RECORDS SHOWN ->
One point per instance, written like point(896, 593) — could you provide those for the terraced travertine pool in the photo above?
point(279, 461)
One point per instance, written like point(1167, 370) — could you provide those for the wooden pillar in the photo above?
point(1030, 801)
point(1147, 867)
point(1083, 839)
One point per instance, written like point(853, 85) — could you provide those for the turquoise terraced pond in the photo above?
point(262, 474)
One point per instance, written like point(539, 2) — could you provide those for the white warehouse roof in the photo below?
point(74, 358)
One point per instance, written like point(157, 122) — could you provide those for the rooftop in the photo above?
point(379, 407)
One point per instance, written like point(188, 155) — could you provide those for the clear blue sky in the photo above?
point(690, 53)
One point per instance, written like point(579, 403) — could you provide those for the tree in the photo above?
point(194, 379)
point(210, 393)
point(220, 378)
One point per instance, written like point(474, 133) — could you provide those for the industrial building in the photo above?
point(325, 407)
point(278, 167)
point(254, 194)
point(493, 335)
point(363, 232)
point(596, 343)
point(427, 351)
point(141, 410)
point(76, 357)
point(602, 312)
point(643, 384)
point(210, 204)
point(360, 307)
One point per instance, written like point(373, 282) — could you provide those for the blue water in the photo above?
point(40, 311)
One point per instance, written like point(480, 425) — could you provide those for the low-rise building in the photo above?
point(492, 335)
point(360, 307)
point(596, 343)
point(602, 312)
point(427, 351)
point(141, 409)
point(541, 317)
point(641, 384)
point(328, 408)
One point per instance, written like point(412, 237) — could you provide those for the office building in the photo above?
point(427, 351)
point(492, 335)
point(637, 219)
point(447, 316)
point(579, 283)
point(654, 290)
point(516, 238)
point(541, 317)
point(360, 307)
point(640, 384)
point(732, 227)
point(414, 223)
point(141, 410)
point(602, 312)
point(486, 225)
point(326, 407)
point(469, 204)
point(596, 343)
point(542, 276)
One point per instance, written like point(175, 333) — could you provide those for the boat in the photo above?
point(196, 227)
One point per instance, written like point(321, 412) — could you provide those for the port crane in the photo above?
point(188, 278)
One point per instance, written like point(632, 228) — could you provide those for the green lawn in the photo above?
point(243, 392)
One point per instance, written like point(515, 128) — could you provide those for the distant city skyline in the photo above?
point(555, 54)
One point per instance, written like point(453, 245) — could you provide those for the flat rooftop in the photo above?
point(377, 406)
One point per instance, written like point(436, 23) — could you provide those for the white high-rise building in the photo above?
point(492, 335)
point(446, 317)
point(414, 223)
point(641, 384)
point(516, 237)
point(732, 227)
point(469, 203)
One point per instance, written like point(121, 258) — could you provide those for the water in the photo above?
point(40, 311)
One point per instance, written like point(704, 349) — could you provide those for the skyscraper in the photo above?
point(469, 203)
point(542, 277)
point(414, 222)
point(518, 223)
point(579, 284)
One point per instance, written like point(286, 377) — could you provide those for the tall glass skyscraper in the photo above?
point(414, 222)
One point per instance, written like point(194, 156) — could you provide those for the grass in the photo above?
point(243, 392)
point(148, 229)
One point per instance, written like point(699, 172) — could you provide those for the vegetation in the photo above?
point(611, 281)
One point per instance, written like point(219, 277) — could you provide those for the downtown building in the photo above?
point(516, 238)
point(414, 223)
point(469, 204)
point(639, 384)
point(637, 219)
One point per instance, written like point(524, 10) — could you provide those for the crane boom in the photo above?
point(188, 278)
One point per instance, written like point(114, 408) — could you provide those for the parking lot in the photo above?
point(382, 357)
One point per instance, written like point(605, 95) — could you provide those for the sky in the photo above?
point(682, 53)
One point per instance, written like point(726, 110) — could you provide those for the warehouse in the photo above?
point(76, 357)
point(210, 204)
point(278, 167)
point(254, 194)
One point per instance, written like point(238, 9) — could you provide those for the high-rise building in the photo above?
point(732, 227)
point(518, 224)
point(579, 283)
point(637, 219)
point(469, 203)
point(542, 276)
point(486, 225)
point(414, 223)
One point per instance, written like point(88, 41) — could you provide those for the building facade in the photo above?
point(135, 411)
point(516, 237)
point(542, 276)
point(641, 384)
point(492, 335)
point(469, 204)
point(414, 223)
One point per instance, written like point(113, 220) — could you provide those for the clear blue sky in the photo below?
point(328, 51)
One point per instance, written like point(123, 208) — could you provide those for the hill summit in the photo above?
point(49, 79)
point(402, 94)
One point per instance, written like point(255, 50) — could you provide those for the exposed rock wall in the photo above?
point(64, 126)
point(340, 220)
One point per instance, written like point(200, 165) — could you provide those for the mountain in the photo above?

INSTRUCTIONS FOR THE TASK -> When you reach this point, go back and write out each record above exactly.

RESULT ->
One point per instance, written like point(896, 593) — could you provide those for the terraced travertine pool in the photo above?
point(279, 461)
One point per instance, written like point(1167, 370) — could you provide those for the wooden pillar in the photo above?
point(1030, 801)
point(1147, 867)
point(1083, 839)
One point per instance, written like point(853, 85) — could you provide those for the turquoise terraced pond in the photo above?
point(262, 474)
One point per instance, written like point(539, 2) — could you provide those for the white warehouse roof in the photo below?
point(74, 358)
One point per instance, written like point(157, 122) — could you provide those for the rooftop in the photo above?
point(379, 407)
One point per instance, written like point(188, 155) — could you provide those for the clear blue sky in the photo above?
point(690, 53)
One point per instance, written like point(579, 403) — could you provide those for the tree in the photo above?
point(194, 379)
point(210, 393)
point(220, 378)
One point per instance, written like point(474, 133) — could you provide those for the industrial building in the photo above?
point(325, 407)
point(278, 167)
point(254, 194)
point(493, 335)
point(363, 232)
point(596, 343)
point(427, 351)
point(141, 410)
point(76, 357)
point(602, 312)
point(643, 384)
point(210, 204)
point(360, 307)
One point per instance, written like point(373, 282) — could you provide those for the blue water in the photo above?
point(40, 311)
One point per instance, written like point(480, 425) — could you provide those for the low-rise building in the photo above?
point(492, 335)
point(360, 307)
point(596, 343)
point(602, 312)
point(427, 351)
point(141, 409)
point(541, 317)
point(641, 384)
point(328, 408)
One point per instance, written like point(412, 237) — could you provide those for the office building in the photo above?
point(427, 351)
point(492, 335)
point(637, 219)
point(447, 316)
point(579, 283)
point(654, 290)
point(516, 238)
point(541, 317)
point(360, 307)
point(640, 384)
point(732, 227)
point(414, 223)
point(141, 410)
point(602, 312)
point(486, 225)
point(326, 407)
point(469, 204)
point(596, 343)
point(542, 276)
One point per instance, written like point(175, 333) — could you provide those for the boat in the photo above?
point(196, 227)
One point per instance, written like point(321, 412) — could you provide those for the port crane in the photo above?
point(188, 278)
One point per instance, written like point(632, 228) — could you provide those for the green lawn in the photo above?
point(243, 392)
One point per instance, written like point(515, 128) — could you provide those for the distant city skyline in the photo above?
point(555, 54)
One point per instance, written like point(453, 245) — could you provide those for the flat rooftop in the photo above?
point(377, 406)
One point per instance, written like point(436, 23) — could you provide those for the white high-rise building in the photo above?
point(492, 335)
point(446, 317)
point(414, 223)
point(641, 384)
point(516, 237)
point(732, 227)
point(469, 203)
One point per instance, written like point(121, 258) — could you provide those for the water in the photo above?
point(40, 311)
One point per instance, written like point(704, 349) — could you provide those for the skyscraper in the photo above?
point(469, 203)
point(542, 277)
point(414, 222)
point(518, 223)
point(579, 284)
One point per instance, written like point(286, 377) — could you provide those for the tall glass skyscraper in the photo above?
point(414, 222)
One point per instance, written like point(194, 156) — could you provide those for the grass in the photo above?
point(243, 392)
point(148, 229)
One point per instance, written like point(699, 172) — could you provide those for the vegetation in the photo above?
point(611, 281)
One point per instance, written like point(219, 277) — could you provide those for the downtown building in the photo above?
point(516, 238)
point(414, 223)
point(469, 204)
point(639, 384)
point(637, 219)
One point per instance, written like point(524, 10) — could you provide those for the crane boom in the photo above?
point(188, 278)
One point per instance, written like point(114, 408) — could you provide those for the parking lot in the photo above?
point(382, 357)
One point per instance, written like point(605, 95) — could you provide those for the sky in the photo above?
point(682, 53)
One point per instance, written like point(726, 110) — could you provide those for the warehouse in the photo above?
point(76, 357)
point(210, 204)
point(278, 167)
point(254, 194)
One point per instance, written like point(238, 9) — could you provide those for the high-rise building in the photo above?
point(732, 227)
point(518, 224)
point(579, 283)
point(637, 219)
point(469, 203)
point(542, 276)
point(486, 225)
point(414, 223)
One point per instance, written like point(88, 41) — could you provide those for the building facade in the photo above?
point(135, 411)
point(516, 237)
point(542, 276)
point(641, 384)
point(492, 335)
point(469, 204)
point(414, 223)
One point per instance, written like point(113, 220) — could you provide those for the clear blue sky in the photo below?
point(328, 51)
One point per instance, written like point(123, 208) — could you provide those for the hill summit in the photo above?
point(49, 79)
point(402, 94)
One point per instance, written like point(255, 50) — could you provide those for the exposed rock wall in the photo above?
point(64, 126)
point(340, 220)
One point per instance, written like point(200, 165) — could you provide those for the mountain in the photo above?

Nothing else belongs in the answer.